Rewrite the lines between the one holding "as in [134,471]." and the end of the records, inclusive, keeping the requests and scaling every point coordinate in the answers by 2.6, rounded to whole numbers with halves going up. Leave the numbers in the requests and their format samples as they are.
================
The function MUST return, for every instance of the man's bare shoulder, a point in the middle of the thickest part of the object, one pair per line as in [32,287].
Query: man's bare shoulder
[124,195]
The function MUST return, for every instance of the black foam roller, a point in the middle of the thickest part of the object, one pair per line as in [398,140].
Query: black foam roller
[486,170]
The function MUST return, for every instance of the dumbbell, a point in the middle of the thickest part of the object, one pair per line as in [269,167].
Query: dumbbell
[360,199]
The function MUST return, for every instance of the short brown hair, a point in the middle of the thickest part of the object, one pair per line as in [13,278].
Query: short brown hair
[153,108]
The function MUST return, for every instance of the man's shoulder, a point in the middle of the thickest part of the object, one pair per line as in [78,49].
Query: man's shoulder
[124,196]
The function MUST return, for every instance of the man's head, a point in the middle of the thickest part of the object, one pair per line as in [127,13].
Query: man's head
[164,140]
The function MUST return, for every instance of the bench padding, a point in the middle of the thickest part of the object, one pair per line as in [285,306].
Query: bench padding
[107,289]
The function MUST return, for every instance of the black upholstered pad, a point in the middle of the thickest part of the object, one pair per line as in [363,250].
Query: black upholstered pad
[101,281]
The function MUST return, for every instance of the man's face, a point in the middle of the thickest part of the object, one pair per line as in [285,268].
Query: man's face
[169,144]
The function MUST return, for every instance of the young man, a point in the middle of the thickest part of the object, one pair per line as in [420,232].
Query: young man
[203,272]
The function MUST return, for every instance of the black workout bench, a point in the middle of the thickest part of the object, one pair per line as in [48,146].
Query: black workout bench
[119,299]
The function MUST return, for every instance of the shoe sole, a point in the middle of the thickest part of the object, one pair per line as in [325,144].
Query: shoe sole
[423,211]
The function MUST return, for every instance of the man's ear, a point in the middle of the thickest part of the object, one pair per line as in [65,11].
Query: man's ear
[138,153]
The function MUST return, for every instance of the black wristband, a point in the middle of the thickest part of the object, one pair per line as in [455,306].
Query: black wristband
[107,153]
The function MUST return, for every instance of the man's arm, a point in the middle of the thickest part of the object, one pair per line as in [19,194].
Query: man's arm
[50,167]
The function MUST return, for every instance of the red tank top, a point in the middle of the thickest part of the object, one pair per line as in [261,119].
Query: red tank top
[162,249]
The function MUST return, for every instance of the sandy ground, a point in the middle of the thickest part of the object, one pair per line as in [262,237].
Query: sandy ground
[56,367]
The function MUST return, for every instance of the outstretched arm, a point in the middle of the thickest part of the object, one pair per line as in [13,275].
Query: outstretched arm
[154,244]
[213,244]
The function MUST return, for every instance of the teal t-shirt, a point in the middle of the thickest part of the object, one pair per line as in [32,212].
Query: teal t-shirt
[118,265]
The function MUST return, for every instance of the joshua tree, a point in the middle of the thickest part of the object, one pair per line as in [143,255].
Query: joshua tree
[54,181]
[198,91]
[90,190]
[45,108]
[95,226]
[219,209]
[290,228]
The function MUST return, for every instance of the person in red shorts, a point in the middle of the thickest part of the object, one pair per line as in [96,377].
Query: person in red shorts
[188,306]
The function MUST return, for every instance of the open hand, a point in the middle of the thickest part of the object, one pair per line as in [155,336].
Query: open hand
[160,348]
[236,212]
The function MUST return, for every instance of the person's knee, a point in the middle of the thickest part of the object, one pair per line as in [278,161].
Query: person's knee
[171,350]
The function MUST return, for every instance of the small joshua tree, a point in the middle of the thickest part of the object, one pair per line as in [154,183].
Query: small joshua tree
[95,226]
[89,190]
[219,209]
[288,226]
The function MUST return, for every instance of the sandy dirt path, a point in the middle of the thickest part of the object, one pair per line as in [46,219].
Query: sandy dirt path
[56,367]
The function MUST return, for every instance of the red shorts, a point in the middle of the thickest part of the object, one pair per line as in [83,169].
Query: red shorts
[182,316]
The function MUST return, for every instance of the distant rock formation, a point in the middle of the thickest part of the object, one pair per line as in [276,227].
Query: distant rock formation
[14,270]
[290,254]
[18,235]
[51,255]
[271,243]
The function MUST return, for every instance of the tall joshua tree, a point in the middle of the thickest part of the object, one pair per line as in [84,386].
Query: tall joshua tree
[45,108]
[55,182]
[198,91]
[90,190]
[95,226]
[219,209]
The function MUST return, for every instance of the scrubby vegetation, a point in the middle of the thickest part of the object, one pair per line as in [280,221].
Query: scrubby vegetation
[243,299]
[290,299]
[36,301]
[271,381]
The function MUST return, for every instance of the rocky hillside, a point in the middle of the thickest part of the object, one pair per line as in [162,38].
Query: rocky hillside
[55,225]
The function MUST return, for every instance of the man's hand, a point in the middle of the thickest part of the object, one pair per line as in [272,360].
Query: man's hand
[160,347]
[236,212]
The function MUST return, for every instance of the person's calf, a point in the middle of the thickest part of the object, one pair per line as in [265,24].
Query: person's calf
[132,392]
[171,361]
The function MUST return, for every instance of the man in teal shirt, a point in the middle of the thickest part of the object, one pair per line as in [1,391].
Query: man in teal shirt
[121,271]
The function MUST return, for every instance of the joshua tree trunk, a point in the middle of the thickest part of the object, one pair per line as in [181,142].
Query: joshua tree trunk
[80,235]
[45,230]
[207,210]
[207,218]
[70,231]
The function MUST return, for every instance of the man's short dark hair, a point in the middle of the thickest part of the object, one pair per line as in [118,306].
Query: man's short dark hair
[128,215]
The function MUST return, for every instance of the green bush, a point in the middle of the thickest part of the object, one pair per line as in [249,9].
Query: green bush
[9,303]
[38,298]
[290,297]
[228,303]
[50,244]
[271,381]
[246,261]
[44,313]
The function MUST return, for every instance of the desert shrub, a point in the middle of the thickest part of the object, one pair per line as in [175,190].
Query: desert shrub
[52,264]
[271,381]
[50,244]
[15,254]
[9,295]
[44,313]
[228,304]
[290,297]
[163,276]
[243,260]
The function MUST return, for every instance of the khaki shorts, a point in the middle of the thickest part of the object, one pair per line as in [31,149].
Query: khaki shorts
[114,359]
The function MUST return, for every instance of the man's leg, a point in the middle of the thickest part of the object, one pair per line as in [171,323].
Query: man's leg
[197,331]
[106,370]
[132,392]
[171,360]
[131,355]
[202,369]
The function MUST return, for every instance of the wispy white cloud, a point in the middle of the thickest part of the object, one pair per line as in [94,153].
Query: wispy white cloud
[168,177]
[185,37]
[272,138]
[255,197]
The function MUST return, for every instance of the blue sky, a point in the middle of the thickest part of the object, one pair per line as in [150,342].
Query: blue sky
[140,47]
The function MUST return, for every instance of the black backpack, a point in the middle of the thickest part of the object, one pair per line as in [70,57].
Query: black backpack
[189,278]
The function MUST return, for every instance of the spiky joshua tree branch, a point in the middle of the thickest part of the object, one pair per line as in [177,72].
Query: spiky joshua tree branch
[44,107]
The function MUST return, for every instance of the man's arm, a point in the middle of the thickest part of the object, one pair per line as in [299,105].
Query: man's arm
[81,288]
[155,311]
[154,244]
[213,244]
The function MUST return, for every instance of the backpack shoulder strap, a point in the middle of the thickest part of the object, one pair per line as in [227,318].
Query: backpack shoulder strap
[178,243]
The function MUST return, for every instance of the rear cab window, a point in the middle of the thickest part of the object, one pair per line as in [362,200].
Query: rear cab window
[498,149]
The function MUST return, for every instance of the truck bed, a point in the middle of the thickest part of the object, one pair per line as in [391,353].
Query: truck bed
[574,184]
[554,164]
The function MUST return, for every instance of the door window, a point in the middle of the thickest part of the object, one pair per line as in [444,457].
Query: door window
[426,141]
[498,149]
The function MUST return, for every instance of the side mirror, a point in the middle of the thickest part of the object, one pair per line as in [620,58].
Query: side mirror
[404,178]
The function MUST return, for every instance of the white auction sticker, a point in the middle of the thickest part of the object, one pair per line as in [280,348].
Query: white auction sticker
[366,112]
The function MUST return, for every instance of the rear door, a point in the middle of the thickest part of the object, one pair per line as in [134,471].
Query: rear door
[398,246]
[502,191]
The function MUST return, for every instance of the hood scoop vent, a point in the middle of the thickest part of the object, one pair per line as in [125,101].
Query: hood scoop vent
================
Result
The function MUST return, for every instance of the rear door, a point in the middle of the thickest part of the object, one pair per line as in [134,471].
Query: rear door
[1035,640]
[1305,497]
The function MUST return, for every instance of the hood scoop vent, a point in the middle of the thickest part of the object, one pair per line as in [125,101].
Query: hood scoop vent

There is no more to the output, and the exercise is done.